» Selected text

Thanksgiving meant cooking at grandmothers, starting at the crack of dawn. My uncle Danny and his family coming down from Midland to spend it with us. And me actually tolerating my family – for a day’s worth of feeling related to these strangers. That was tradition, anyway, up until 1997 when my grandmother passed away in October. That shattered my idea of what the holiday should be.

Uncle Danny stopped by a two more times after her death before announcing he wasn’t going to spend Thanksgiving with us anymore. What followed was what I called the dark years. I spent Thanksgiving with an ex-girlfriend (who wasn’t an ex at the time, obviously) but I was the stranger again. There was no attachment. My mother, who worked for an elderly lady at the time, spent Thanksgiving working on other people’s dinner. And I would spend it listening to radio and drinking cough and cold medicine for a cheap buzz.

» Dataset
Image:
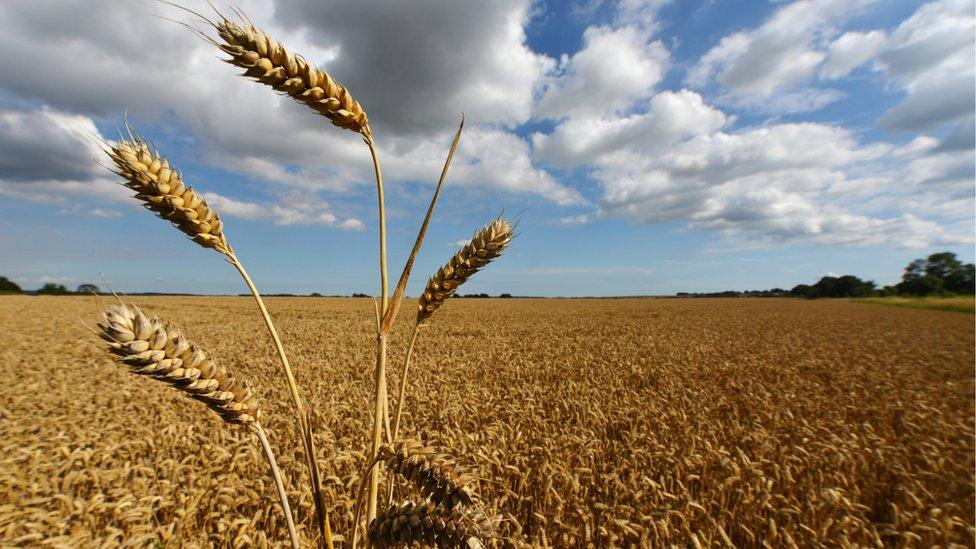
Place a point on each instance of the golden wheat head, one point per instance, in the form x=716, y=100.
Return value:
x=266, y=60
x=487, y=244
x=410, y=523
x=433, y=473
x=161, y=189
x=150, y=347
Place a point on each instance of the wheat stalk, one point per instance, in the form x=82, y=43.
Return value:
x=160, y=187
x=161, y=190
x=409, y=523
x=433, y=473
x=267, y=61
x=152, y=348
x=160, y=350
x=487, y=244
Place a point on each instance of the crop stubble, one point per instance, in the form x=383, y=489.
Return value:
x=591, y=421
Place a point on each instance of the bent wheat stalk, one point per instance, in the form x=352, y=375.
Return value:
x=161, y=189
x=151, y=348
x=267, y=61
x=486, y=245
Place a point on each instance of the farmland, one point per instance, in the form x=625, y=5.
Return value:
x=604, y=422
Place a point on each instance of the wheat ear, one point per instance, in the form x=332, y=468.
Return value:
x=150, y=347
x=161, y=190
x=160, y=187
x=487, y=244
x=266, y=60
x=409, y=523
x=433, y=473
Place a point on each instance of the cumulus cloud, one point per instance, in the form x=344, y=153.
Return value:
x=651, y=154
x=850, y=51
x=780, y=52
x=415, y=66
x=777, y=184
x=931, y=56
x=669, y=116
x=467, y=56
x=47, y=145
x=580, y=219
x=614, y=68
x=297, y=211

» Apply what you read
1. Repeat the Thanksgiving passage from "Thanksgiving meant cooking" to "holiday should be.".
2. Write what comes next in the Thanksgiving passage, beginning after its final sentence.

» Answer section
1.
Thanksgiving meant cooking at grandmothers, starting at the crack of dawn. My uncle Danny and his family coming down from Midland to spend it with us. And me actually tolerating my family – for a day’s worth of feeling related to these strangers. That was tradition, anyway, up until 1997 when my grandmother passed away in October. That shattered my idea of what the holiday should be.

2.
Frustrated with the fact that I felt even more distant from the people I should have some biochemical bond with, I announced one day, a few years ago, that we were a goddamn family and should start acting like one. We had our first Thanksgiving with a motley crew of individuals including my immediate family, Joey, Jyg, Izzy and (possibly) Ruben. This idea bled into having X-mas together as a family, with yet another meal.

Now there are three brothers and each needed to do something. It was agreed upon that Martin, the oldest, would have Thanksgiving, I, the youngest, would have X-mas and Jay, the middle child, would have New Year‘s. That way we all had to deal with each other three times a year and enjoy it. Then the rat incident happen and our oven died. So Jay consumed X-mas as well, though I would provide the main course.

This year, Martin’s wife announced she wouldn’t be doing Thanksgiving this year. The reason was a long term struggle that I had known about and kept to myself, for the most part. The marriage was crumbling and she saw no reason for it anymore. Fine, I can take the helm of Thanksgiving and Jay can have the other two holidays, main course included.

So where we are again. At the beginning of it all. Thanksgiving crumbled and I fear X-mas will follow suit (New Year’s is safe as my family tends to be filled with raging alcoholics – with the exception of me and my mother). What was my foundation of normalcy is now the tombstone upon its grave.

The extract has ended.